Each entry below should be written out exactly as it is, with no pictures.

════════════════

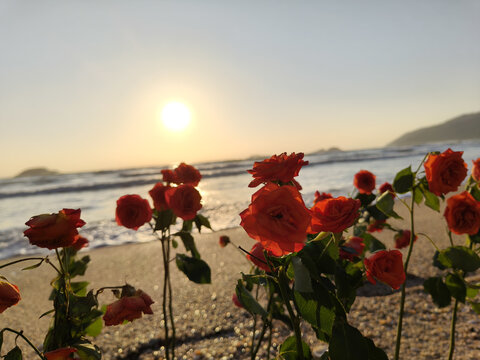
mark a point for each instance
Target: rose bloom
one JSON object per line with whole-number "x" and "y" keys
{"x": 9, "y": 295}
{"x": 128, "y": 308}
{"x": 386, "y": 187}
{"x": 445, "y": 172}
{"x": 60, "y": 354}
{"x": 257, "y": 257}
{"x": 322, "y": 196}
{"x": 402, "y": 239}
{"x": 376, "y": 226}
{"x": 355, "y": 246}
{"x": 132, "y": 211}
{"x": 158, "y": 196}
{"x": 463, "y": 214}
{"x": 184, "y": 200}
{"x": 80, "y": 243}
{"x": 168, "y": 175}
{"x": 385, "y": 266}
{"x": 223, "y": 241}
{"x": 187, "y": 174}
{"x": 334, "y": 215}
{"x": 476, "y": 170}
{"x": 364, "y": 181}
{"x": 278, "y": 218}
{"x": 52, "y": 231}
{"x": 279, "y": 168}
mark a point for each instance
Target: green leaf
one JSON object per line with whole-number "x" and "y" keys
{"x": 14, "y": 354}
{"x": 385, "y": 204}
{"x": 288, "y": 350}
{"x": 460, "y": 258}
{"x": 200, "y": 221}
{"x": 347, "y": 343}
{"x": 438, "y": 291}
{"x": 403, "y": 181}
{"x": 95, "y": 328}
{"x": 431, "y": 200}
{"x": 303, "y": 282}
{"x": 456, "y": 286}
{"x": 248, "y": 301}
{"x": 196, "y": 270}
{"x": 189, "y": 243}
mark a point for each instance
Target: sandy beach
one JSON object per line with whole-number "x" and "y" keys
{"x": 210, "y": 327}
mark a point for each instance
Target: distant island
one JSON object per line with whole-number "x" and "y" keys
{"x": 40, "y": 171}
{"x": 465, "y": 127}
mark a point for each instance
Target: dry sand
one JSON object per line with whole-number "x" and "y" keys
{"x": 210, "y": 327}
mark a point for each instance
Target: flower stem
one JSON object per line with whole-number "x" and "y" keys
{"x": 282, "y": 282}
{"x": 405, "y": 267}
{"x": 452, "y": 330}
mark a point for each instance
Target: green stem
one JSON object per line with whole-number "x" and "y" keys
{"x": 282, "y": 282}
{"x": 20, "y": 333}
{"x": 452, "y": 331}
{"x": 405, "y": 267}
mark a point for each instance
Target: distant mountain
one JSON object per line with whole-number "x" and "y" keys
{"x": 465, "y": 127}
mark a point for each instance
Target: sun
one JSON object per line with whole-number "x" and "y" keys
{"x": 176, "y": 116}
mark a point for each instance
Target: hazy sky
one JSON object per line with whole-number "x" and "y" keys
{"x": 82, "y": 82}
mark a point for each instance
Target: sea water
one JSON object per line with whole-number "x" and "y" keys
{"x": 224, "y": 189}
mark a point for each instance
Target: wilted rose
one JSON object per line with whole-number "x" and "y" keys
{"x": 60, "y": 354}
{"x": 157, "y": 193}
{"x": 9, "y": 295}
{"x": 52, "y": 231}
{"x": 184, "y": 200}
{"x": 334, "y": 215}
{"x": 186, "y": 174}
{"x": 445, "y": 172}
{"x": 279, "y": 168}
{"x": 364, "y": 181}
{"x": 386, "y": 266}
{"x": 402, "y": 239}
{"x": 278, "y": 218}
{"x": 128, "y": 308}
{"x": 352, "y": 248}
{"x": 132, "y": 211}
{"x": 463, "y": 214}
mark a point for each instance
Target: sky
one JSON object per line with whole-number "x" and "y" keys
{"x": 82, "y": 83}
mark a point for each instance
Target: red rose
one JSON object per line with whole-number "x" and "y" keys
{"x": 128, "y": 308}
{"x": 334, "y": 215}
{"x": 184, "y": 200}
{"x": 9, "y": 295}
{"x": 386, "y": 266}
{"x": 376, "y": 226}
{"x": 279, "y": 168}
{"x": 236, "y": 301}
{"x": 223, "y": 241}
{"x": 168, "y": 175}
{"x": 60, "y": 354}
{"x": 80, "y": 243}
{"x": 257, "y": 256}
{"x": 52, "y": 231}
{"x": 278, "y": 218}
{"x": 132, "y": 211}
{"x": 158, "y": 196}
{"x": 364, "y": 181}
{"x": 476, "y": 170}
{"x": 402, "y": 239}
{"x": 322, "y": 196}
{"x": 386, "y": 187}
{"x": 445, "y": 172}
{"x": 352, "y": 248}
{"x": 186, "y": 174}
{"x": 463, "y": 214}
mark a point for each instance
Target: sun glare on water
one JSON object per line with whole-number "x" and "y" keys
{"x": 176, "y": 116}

════════════════

Answer:
mark a point for each instance
Target: rose bloom
one JSON object per line with whole-number "x" and "y" keys
{"x": 9, "y": 295}
{"x": 128, "y": 308}
{"x": 386, "y": 187}
{"x": 445, "y": 172}
{"x": 60, "y": 354}
{"x": 257, "y": 257}
{"x": 322, "y": 196}
{"x": 402, "y": 239}
{"x": 376, "y": 226}
{"x": 355, "y": 246}
{"x": 132, "y": 211}
{"x": 158, "y": 196}
{"x": 463, "y": 214}
{"x": 184, "y": 200}
{"x": 80, "y": 243}
{"x": 168, "y": 175}
{"x": 385, "y": 266}
{"x": 223, "y": 241}
{"x": 187, "y": 174}
{"x": 334, "y": 215}
{"x": 476, "y": 170}
{"x": 364, "y": 181}
{"x": 278, "y": 218}
{"x": 52, "y": 231}
{"x": 279, "y": 168}
mark a point for each instance
Target: green leaf
one JSON object per line with whole-number "x" and "y" keys
{"x": 14, "y": 354}
{"x": 385, "y": 204}
{"x": 288, "y": 350}
{"x": 460, "y": 258}
{"x": 200, "y": 221}
{"x": 347, "y": 343}
{"x": 438, "y": 291}
{"x": 403, "y": 181}
{"x": 95, "y": 328}
{"x": 431, "y": 200}
{"x": 303, "y": 282}
{"x": 456, "y": 286}
{"x": 248, "y": 301}
{"x": 196, "y": 270}
{"x": 189, "y": 243}
mark a point for each instance
Target: sandy beach
one JSON object per line with whole-number "x" and "y" keys
{"x": 210, "y": 327}
mark a point for each instance
Target: distant island
one JSON object per line with whole-number "x" and "y" keys
{"x": 40, "y": 171}
{"x": 465, "y": 127}
mark a point for each instance
Target: dry sand
one JSON object per line with whole-number "x" and "y" keys
{"x": 210, "y": 327}
mark a point for each instance
Target: flower stem
one JSON object per line with whole-number "x" and "y" keys
{"x": 282, "y": 282}
{"x": 405, "y": 267}
{"x": 452, "y": 330}
mark a point for each instance
Target: green stem
one JSON object per line with whole-number "x" and "y" keys
{"x": 282, "y": 282}
{"x": 20, "y": 333}
{"x": 452, "y": 331}
{"x": 405, "y": 267}
mark a point for each instance
Target: distant mountain
one JSON object per line with whole-number "x" and "y" keys
{"x": 465, "y": 127}
mark a point for each instance
Target: sun
one JSON object per line with whole-number "x" and "y" keys
{"x": 176, "y": 116}
mark a point for each instance
Target: hazy sky
one JSON object per line with whole-number "x" and "y" keys
{"x": 82, "y": 82}
mark a point for each instance
Target: sea water
one JSON object per line with whole-number "x" and "y" keys
{"x": 224, "y": 189}
mark a point for each instance
Target: wilted rose
one JSON object per line with whole-number "x" and "y" keys
{"x": 60, "y": 354}
{"x": 157, "y": 193}
{"x": 9, "y": 295}
{"x": 52, "y": 231}
{"x": 184, "y": 200}
{"x": 334, "y": 215}
{"x": 186, "y": 174}
{"x": 445, "y": 172}
{"x": 279, "y": 168}
{"x": 364, "y": 181}
{"x": 386, "y": 266}
{"x": 402, "y": 239}
{"x": 278, "y": 218}
{"x": 128, "y": 308}
{"x": 352, "y": 248}
{"x": 132, "y": 211}
{"x": 463, "y": 214}
mark a point for each instance
Target: sky
one JSON object per line with whole-number "x" and "y" keys
{"x": 82, "y": 83}
mark a point for each instance
Target: red rose
one JSON object per line with whole-number "x" and "y" keys
{"x": 128, "y": 308}
{"x": 334, "y": 215}
{"x": 184, "y": 200}
{"x": 9, "y": 295}
{"x": 386, "y": 266}
{"x": 376, "y": 226}
{"x": 279, "y": 168}
{"x": 236, "y": 301}
{"x": 223, "y": 241}
{"x": 168, "y": 175}
{"x": 60, "y": 354}
{"x": 80, "y": 243}
{"x": 257, "y": 256}
{"x": 52, "y": 231}
{"x": 278, "y": 218}
{"x": 132, "y": 211}
{"x": 158, "y": 196}
{"x": 364, "y": 181}
{"x": 476, "y": 170}
{"x": 402, "y": 239}
{"x": 322, "y": 196}
{"x": 386, "y": 187}
{"x": 445, "y": 172}
{"x": 352, "y": 248}
{"x": 186, "y": 174}
{"x": 463, "y": 214}
mark a point for each instance
Target: sun glare on water
one JSON object per line with whole-number "x" and "y" keys
{"x": 176, "y": 116}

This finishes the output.